EXERCISE INSTRUCTIONS ▸
1. Answer these questions about the page on RDF literals below:
(a) How are full URIs written?
(b) What does a language tag on a literal value specify?
(c) What age do the two float-typed statements give John?
2. Reproduce, unchanged, the passage of the page on RDF literals below that begins with the words containing "You should take" and ends with "of the document.".

To distinguish between URIs, namespaced names (abbreviated URIs), anonymous nodes, and literal values, I used the following common convention:
- Full URIs are enclosed in angle brackets.
- Namespaced names are written plainly, but their colons give them away.
- Anonymous nodes are written like namespaced names, but in the reserved "_" namespace with an arbitrary local name after the colon.
- Literal values are enclosed in quotation marks.
You should take a moment to try to visualize what graph is described by the table. Picture arrows between nodes.
There is one blank node in this example, :anon123. What we know about this resource is that it is the author of <urn:isbn:0143034650> and it has the name Lawrence Lessig. Because no global name is used for this resource, we can't really be sure who we're talking about here. And, if we wanted to say more about whatever is denoted by :anon123, we would have to do it in this very RDF document because we would have no way to refer to this particular Lawrence Lessig outside of the document.
Literal values can be optionally adorned with one of two pieces of metadata. The first is a language tag, to specify what language the raw text is written in. The language tag should be viewed as a vestige of how RDF was used in the early days. Today it is an ugly hack. You may see “ "chat"@en ”, the literal value “chat” with an English language tag, or “ "chat"@fr ”, the same with the French language tag.
Alternatively, a literal value can be tagged with a URI indicating a datatype. The datatype indicates how to interpret the raw text, such as as a number, a URI, a date or time, etc. Datatypes can be any URI, although the datatypes defined in XML Schema are used by convention. The notation for datatypes is often the literal value in quotes followed by two carets, followed by the datatype URI (possibly abbreviated):
Datatypes
"1234" This is an untyped literal value. No datatype. "1234"^^xsd:integer This is a typed literal value using a namespace. "1234"^^<http://www.w3.org/2001/XMLSchema#integer> The same with the full datatype URI.
Datatypes are a bit tricky. Let's think of the datatype for floating-point numbers. At an abstract level, the floating-point numbers themselves are different from the text we use to represent them on paper. For instance, the text “5.1” represents the number 5.1, but so does “5.1000” and “05.10”. Here there are multiple textual representations — what are called lexical representations — for the same value. A datatype tells us how to map lexical representations to values, and vice versa.
The semantics of RDF takes language tags and datatypes into account. This means two things. First, a literal value without either a language tag or datatype is different from a literal with a language tag is different from a literal with a datatype. These four statements say four different things and none can be inferred from the others:
Literal Semantics
#john foaf:name "John Jones" John's name is a lanaguage-less, datatype-less raw text value. #john foaf:name "John Jones"@en John's name, in English, is John Jones. #john foaf:name "Jacque Jones"@fr John's name, in French, is Jacque Jones. #john foaf:name "John Jones"^^xsd:string John's name is a _string_.
So, an untyped literal with or without a language tag is not the same as a typed literal. The second part of the semantics of literals is that two typed literals that appear different may be the same if their datatype maps their lexical representations to the same value. The following statements are equivalent (at least for an RDF application that has been given the semantics of the XSD datatypes):
Datatype Semantics
#john ex:age "10"^^xsd:float #john ex:age "10.000"^^xsd:float
These mean John's age is 10. That is, the textual representation of the number is besides the point and is not part of the meaning encoded by the triples. Note that if the float datatype were not specified, the triples would not be inherently equivalent, and the textual representation of the 10 would be maintained as part of the information content.

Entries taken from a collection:

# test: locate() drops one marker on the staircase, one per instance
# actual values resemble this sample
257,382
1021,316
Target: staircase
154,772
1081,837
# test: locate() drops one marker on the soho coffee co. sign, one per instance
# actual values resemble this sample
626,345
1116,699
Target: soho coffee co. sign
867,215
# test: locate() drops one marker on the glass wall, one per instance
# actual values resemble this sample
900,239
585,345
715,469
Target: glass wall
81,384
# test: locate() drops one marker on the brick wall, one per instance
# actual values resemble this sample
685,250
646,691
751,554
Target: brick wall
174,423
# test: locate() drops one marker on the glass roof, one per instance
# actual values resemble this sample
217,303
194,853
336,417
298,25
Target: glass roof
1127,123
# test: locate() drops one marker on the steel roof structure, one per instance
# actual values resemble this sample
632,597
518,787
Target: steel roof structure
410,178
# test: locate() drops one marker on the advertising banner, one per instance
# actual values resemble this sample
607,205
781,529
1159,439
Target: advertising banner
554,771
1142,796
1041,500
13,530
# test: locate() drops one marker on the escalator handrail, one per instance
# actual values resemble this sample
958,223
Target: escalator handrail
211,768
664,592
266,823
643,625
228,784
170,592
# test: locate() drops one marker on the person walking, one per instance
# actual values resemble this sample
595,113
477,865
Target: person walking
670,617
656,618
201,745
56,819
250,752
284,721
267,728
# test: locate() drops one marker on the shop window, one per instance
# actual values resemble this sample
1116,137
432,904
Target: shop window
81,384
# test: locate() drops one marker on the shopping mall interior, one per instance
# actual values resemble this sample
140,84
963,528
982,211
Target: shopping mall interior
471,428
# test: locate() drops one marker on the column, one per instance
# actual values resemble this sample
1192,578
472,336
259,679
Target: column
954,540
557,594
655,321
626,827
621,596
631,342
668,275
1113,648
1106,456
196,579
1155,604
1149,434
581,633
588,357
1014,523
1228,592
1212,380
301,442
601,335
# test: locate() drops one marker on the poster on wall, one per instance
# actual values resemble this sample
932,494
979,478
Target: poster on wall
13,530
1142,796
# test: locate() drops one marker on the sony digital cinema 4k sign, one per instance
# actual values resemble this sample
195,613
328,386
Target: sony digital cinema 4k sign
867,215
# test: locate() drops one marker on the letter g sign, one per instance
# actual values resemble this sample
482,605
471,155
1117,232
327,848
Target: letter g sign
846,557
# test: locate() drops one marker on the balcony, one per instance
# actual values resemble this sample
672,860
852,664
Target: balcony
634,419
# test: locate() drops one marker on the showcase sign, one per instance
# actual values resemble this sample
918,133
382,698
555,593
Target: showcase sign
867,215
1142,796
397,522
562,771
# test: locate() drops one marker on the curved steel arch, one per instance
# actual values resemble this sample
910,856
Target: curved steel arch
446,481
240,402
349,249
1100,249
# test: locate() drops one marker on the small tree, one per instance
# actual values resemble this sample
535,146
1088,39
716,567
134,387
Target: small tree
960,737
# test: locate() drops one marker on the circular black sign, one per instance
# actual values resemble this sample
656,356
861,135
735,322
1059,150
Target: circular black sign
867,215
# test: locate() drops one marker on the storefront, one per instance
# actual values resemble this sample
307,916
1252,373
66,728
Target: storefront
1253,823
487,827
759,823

FULL SOLUTIONS ▸
1.
(a) They are enclosed in angle brackets.
(b) It specifies what language the raw text is written in.
(c) 10.

2.
You should take a moment to try to visualize what graph is described by the table. Picture arrows between nodes.
There is one blank node in this example, :anon123. What we know about this resource is that it is the author of <urn:isbn:0143034650> and it has the name Lawrence Lessig. Because no global name is used for this resource, we can't really be sure who we're talking about here. And, if we wanted to say more about whatever is denoted by :anon123, we would have to do it in this very RDF document because we would have no way to refer to this particular Lawrence Lessig outside of the document.